• What is required: When you write out the records, keep every word exact and drop the pictures.

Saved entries
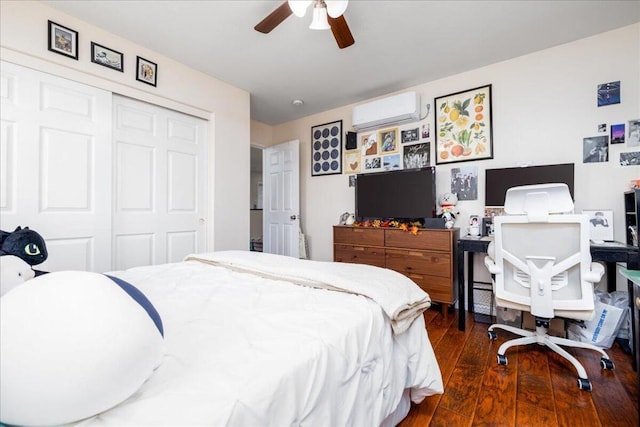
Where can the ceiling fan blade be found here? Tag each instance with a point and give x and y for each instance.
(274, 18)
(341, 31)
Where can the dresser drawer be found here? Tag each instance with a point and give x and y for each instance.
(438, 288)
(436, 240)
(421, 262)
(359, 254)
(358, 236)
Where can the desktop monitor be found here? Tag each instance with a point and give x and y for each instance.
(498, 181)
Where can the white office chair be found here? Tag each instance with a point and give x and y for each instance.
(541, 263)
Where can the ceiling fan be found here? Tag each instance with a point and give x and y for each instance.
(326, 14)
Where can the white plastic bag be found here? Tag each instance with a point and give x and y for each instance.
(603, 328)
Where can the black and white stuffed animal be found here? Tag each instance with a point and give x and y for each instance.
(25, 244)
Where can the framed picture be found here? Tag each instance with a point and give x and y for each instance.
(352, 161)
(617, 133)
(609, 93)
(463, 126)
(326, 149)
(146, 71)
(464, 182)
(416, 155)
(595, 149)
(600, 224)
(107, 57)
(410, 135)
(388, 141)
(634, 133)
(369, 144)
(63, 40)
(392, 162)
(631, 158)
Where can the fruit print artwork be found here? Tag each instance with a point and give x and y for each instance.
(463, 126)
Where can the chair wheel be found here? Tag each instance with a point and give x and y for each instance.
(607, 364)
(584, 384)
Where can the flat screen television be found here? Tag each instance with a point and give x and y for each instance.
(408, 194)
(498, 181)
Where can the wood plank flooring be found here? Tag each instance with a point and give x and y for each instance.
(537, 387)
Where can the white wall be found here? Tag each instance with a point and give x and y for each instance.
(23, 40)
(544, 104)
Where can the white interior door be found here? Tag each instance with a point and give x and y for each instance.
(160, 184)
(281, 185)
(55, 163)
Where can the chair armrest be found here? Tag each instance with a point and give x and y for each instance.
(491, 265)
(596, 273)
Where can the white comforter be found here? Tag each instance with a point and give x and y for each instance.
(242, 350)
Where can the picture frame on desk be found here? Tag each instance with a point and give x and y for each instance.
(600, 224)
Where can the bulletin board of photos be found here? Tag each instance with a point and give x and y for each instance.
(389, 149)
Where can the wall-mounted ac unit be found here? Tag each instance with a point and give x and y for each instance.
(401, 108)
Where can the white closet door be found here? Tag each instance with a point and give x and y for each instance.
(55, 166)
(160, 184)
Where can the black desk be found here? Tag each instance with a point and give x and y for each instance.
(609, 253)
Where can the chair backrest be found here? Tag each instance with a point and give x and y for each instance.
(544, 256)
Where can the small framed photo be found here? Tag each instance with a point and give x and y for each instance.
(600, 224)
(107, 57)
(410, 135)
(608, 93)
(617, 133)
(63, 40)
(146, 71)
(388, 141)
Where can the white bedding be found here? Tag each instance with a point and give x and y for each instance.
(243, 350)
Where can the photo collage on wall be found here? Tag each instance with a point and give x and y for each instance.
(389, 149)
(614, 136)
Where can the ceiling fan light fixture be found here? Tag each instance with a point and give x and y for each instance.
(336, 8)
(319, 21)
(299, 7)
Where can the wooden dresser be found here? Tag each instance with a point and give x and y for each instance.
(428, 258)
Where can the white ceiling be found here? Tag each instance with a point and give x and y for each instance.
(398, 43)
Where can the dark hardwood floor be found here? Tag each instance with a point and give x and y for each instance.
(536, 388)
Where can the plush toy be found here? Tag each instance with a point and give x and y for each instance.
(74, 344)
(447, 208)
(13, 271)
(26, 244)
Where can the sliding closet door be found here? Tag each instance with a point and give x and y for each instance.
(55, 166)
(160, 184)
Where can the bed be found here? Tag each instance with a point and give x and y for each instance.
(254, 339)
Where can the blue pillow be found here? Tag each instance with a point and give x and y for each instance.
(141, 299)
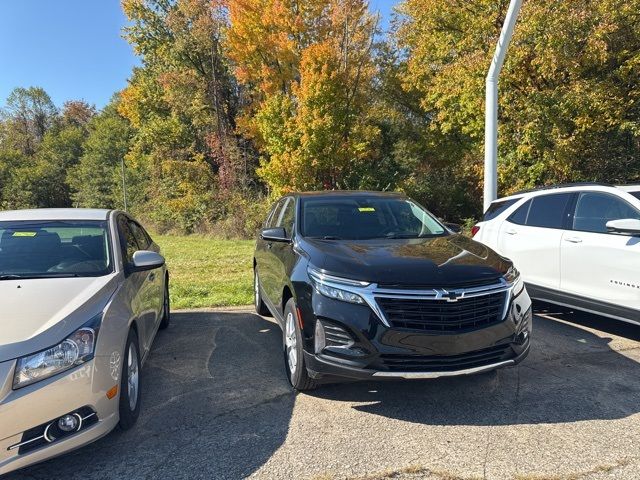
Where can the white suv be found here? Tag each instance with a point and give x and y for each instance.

• Exercise answer:
Where can the ceiling fan blade be found here? Tag each instance with a point and give x and y for each instance.
(274, 18)
(341, 31)
Where can the dresser drawer be found here? Tag each instance with a point and give x and y for each instance.
(438, 288)
(436, 240)
(421, 262)
(359, 254)
(358, 236)
Where can the desktop monitor be found here? Tag each instance with a point and give x and y for each instance.
(498, 181)
Where can the white office chair be found here? Tag each instance with a point and give x and y for each instance.
(541, 263)
Where can the ceiling fan be found here? Tag each instance with a point and give x and y for each instance.
(326, 14)
Where can the white plastic bag be found here? Tag each instance with a point and give x and y for each instance.
(603, 328)
Where can the black and white stuffed animal be found here? Tag each instance with a point and give x and y for each instance.
(25, 244)
Where can the framed picture be found here? Tag each instance with a point and give x and y for each instance.
(352, 161)
(617, 133)
(609, 93)
(463, 126)
(326, 149)
(146, 71)
(464, 182)
(416, 155)
(595, 149)
(600, 224)
(107, 57)
(410, 135)
(388, 141)
(634, 133)
(369, 144)
(63, 40)
(392, 162)
(631, 158)
Where can the fruit print artwork be found here? Tag each instance with a point and give x and y for each instance.
(463, 126)
Where can the chair wheel be found here? Tag each instance with a point and give x and y for each instance.
(607, 364)
(584, 384)
Where can the flat screen television be found here? Tag each instance with a point and give x and y for each instance.
(408, 194)
(498, 181)
Where can the wood plank flooring be found here? Tag each instance with a point and give x and y for each instance.
(537, 387)
Where can the white wall be found here? Tag each instance with a point and give x and y for each instance.
(23, 40)
(544, 104)
Where can the white interior door be found here? Tag each instance with a point and give x and y for each instance.
(160, 184)
(281, 185)
(55, 163)
Where can the chair armrest be found here? Tag each instance with a point and give x and y for each instance.
(491, 265)
(596, 273)
Where can the white comforter be found here? Tag each instance with a point and give x and y for each instance.
(242, 350)
Where can the picture frame on desk be found here? Tag each instance with a point and give x and y for each instance.
(600, 224)
Where can the bulletin board of photos be found here? Tag each instance with a point and give x and y for each instance.
(389, 149)
Where can the wall-mounted ac unit be found here? Tag each instance with a point and give x and y for each instance.
(401, 108)
Where can the white closet door be found here? Tag each instance with a point and give x and y for each instance.
(55, 166)
(160, 184)
Where can the black desk be found here? Tag each instance with a point and give x and y for each instance.
(609, 253)
Where can the chair backrest be found here? Tag each instance with a point and give x and y for each instance.
(544, 256)
Where can the small framed photo be found here? Tag each instance with a point and give x and y for each instance.
(600, 224)
(107, 57)
(410, 135)
(608, 93)
(617, 133)
(63, 40)
(146, 71)
(388, 141)
Where can the white bedding be found here? Tag each instance with a point and give x and y for each instance.
(243, 350)
Where can the photo collage on wall be found here? Tag each instance with a point and give x and y for each instance.
(389, 149)
(614, 136)
Where can the ceiling fan light fixture be found here? Tag each instance with a point and give x and y for each instance.
(336, 8)
(319, 21)
(299, 7)
Where can the wooden dresser be found here? Tag each instance with a point and give x and y for each instance.
(428, 258)
Where can the white ceiling be found here? Tag each instance with a point and give x and y for each instance.
(398, 43)
Where can the dark hardwood floor be found here? Tag each instance with a point and give x and y for each instance.
(536, 388)
Where can the plush toy be found here? Tag each instance with a point and give x and y for each instance.
(74, 344)
(447, 208)
(13, 271)
(26, 244)
Where can the sliding closet door be found here? Tag each instance with a point and give x and y for each instance.
(55, 166)
(160, 184)
Where can the bed be found here? Tag each instance with a point and give x and y for each instance.
(254, 339)
Where can the blue pillow be found here? Tag each instance with a point and give x and y for each instance.
(141, 299)
Where can the white suv be found here? Tag each instance with a point and give x and y for each instance.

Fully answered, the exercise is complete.